Passage provided:

Chapter 1 – Food Choices
Nutrition is the science of foods and their components (nutrients and other substances),
including the relationship to health and disease (actions, interactions, and balances); processes
within the body (ingestion, digestion, absorption, transport, functions, and disposal of end
products); and the social, economic, cultural and psychological implications of eating.
This science can help us improving food choices by:
identifying the amounts of nutrients we need,
the best food sources of those nutrients, and
other components in foods that might be helpful or harmful
Hereby, we can make better choices, it improves our health, reduces the risk of disease and
increases longevity.
Taste, other sensory factors (e.g. texture), costs and convenience influence our food choice
most. Overall, the factors can be divided among the following categories:
Environment: economic [low income families spend less on fruit and vegetables],
lifestyle [convenience, jobs], culture [customs, knowledge, beliefs, habits], religion
Health status: physical restrictions due to disease, age [declining taste sensitivity],
gender
Sensory: flavour [= a collective experience that describes both taste and smell],
texture, appearance [colour, temperature]. Additional taste sensation: umami; taste
produced by glutamate, which is an amino acid found in monosodium glutamate
(MSG), and has a meaty/savoury taste.

Questions to answer:
1. According to the food choices chapter, how does the science of nutrition help people improve their food choices? Answer in one to three sentences.
2. Reproduce the part of the food choices chapter starting at "This science can" and ending at "increases longevity.".
The rows play no part in this.

Data shown:
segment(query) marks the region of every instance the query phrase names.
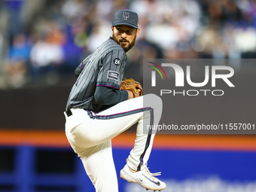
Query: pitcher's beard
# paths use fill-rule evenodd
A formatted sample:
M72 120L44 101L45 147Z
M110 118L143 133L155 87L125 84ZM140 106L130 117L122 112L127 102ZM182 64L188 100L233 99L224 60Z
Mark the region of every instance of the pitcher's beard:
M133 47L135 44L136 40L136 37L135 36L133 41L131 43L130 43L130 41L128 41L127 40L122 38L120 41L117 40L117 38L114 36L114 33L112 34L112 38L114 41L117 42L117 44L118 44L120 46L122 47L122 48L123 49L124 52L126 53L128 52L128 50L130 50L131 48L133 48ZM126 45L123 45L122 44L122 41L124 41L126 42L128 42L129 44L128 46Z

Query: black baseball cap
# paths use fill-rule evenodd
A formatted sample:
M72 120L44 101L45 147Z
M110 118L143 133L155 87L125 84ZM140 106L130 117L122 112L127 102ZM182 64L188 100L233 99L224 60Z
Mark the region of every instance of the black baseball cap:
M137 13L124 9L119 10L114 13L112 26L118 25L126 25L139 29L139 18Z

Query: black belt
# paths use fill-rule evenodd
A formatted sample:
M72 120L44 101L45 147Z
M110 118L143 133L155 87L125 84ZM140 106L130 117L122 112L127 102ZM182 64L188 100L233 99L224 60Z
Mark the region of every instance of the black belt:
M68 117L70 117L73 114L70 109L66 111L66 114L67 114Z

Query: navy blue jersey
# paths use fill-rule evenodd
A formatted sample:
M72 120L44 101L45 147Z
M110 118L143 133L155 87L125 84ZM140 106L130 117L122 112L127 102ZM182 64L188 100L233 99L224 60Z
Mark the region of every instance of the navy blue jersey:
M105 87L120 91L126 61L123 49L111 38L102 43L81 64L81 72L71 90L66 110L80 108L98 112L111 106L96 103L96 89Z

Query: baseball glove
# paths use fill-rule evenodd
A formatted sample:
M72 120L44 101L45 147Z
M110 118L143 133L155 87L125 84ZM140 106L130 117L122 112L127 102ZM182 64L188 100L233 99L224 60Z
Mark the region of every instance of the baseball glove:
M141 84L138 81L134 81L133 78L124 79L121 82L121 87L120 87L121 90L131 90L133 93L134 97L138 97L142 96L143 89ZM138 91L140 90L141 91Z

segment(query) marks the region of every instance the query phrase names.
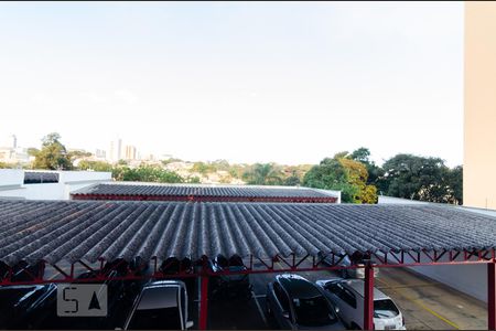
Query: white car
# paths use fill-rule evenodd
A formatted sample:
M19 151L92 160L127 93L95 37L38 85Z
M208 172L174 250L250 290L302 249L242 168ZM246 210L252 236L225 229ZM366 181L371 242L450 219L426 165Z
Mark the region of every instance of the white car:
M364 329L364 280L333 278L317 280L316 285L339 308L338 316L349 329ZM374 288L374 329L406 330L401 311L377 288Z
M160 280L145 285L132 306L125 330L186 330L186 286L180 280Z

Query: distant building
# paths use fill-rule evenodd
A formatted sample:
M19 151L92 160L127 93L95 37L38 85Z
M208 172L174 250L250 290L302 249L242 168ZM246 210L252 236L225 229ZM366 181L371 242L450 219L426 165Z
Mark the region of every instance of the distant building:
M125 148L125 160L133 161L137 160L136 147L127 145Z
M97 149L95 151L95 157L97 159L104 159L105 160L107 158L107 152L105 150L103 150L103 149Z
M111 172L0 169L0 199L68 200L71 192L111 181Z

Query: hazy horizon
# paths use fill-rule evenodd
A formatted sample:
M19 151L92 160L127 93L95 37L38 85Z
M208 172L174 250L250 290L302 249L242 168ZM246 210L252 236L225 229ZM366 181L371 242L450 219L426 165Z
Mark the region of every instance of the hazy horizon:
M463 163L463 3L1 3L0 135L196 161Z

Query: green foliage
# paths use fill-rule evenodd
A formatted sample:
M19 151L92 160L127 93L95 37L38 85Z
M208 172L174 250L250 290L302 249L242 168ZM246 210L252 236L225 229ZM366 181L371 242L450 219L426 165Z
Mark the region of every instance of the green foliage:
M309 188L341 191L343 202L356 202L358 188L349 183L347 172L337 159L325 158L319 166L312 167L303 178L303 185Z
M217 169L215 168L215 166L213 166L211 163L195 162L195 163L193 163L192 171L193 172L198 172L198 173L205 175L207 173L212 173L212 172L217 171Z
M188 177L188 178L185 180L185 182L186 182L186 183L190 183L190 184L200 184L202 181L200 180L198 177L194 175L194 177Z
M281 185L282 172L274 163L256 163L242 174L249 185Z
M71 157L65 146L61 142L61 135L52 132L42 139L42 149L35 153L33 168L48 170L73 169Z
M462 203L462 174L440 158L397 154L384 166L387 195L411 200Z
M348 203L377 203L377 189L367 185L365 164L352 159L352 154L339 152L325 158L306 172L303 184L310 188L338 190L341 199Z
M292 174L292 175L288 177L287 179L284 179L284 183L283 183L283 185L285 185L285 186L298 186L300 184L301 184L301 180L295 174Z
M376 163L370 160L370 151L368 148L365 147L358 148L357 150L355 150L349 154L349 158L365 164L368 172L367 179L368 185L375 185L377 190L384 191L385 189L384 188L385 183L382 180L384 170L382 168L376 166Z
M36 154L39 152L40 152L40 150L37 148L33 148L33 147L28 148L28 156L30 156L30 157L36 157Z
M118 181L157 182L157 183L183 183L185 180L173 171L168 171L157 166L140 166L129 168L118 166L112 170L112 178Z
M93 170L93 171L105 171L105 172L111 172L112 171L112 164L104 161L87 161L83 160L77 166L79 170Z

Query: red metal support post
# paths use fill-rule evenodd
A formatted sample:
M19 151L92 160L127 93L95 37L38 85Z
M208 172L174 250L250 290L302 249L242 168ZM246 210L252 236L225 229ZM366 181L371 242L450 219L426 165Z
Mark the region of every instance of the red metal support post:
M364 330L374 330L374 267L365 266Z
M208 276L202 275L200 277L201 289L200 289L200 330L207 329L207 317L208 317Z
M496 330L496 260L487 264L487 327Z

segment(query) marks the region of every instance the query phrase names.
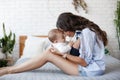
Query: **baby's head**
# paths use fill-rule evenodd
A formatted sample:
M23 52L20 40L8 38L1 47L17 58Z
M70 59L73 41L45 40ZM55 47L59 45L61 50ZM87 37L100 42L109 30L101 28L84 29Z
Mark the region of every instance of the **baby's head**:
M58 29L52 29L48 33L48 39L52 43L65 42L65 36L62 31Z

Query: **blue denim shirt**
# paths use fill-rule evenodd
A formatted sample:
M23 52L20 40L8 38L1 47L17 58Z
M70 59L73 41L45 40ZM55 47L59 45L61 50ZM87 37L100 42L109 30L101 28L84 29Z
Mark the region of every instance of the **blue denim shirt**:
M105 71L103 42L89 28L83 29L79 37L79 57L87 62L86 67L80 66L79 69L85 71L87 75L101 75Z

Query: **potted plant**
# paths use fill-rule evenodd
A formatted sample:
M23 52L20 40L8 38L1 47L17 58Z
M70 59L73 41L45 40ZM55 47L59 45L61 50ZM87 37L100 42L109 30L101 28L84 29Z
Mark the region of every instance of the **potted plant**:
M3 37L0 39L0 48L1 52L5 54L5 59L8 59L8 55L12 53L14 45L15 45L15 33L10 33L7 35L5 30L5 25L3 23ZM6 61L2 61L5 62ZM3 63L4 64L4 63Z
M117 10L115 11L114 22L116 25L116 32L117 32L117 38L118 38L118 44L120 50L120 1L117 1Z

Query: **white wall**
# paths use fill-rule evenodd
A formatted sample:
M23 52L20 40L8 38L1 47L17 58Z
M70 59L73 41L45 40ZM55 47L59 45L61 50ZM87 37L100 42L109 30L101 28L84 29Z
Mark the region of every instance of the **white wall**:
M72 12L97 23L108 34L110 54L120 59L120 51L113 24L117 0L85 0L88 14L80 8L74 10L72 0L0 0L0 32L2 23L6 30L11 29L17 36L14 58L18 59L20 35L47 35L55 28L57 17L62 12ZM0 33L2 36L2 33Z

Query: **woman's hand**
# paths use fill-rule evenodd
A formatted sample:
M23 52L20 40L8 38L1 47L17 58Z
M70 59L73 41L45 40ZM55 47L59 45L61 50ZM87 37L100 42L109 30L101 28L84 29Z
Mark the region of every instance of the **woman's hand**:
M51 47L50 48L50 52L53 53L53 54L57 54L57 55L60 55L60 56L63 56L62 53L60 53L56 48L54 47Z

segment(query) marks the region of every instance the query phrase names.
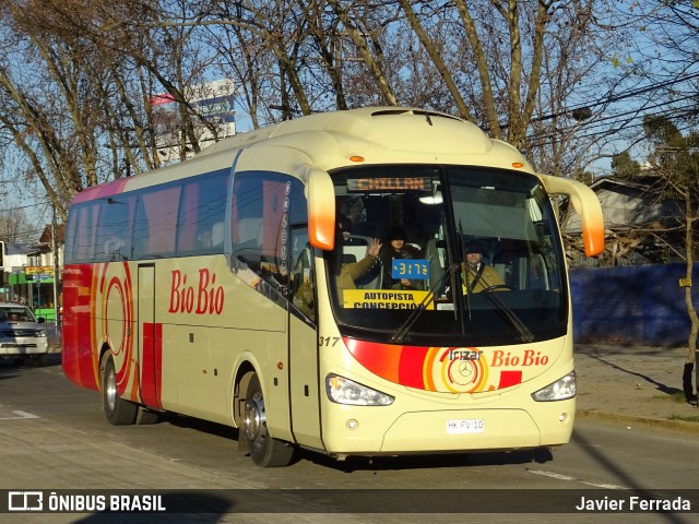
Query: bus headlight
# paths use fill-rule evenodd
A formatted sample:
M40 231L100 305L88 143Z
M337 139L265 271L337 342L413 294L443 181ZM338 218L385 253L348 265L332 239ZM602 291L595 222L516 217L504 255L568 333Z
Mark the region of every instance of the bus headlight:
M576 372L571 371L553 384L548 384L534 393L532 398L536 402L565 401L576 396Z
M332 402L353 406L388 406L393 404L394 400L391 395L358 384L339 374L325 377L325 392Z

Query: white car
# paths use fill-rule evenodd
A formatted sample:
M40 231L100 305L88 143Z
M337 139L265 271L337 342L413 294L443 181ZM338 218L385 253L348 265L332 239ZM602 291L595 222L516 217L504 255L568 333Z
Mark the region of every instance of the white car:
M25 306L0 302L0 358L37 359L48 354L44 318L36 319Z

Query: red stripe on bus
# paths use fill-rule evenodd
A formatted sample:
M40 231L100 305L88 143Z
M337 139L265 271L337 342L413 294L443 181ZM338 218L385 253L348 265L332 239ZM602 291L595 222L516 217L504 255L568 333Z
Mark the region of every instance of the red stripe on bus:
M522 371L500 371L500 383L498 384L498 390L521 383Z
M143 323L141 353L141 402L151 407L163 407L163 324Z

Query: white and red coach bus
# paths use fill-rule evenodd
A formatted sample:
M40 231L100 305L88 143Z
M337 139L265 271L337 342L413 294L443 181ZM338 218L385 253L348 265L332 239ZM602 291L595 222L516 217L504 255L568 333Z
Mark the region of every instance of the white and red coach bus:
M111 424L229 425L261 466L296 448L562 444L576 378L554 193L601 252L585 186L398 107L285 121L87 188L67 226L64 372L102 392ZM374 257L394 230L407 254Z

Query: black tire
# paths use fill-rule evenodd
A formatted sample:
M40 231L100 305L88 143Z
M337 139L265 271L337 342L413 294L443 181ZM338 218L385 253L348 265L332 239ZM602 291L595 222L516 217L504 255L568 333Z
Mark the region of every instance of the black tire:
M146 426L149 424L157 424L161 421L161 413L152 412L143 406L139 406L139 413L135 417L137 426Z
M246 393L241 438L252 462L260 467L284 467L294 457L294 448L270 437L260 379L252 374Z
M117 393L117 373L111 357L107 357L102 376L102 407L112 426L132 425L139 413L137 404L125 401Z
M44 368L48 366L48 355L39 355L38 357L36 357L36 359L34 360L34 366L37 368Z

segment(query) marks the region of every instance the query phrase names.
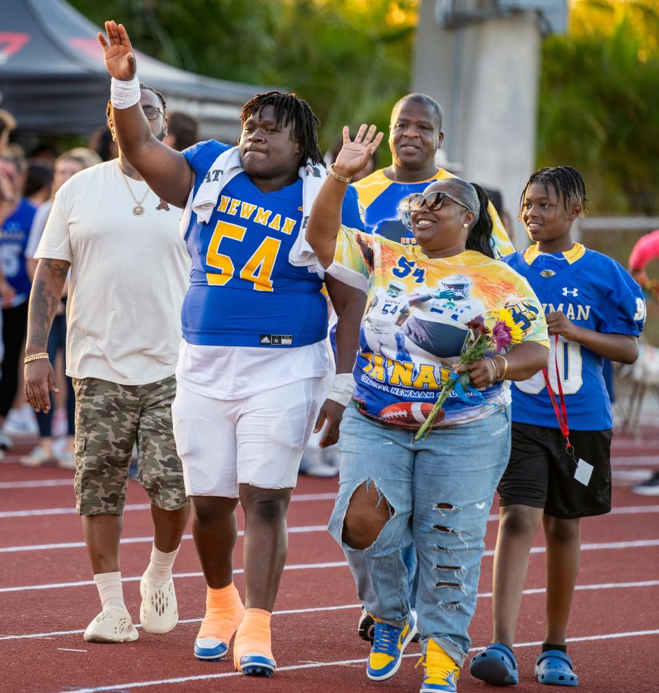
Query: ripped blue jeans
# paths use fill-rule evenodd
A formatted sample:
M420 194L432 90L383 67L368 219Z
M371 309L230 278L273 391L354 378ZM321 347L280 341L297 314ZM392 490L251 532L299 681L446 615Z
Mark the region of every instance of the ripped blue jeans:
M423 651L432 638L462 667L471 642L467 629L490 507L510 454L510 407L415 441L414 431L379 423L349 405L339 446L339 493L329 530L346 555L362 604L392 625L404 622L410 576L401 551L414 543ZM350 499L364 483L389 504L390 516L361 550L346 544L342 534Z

Expected results:
1. It identifies how much of each nutrient we need, the best food sources of those nutrients, and other components in foods that might be helpful or harmful. With that knowledge we can make better choices, which improves our health, reduces the risk of disease, and increases longevity.

2.
This science can help us improving food choices by:
identifying the amounts of nutrients we need,
the best food sources of those nutrients, and
other components in foods that might be helpful or harmful
Hereby, we can make better choices, it improves our health, reduces the risk of disease and
increases longevity.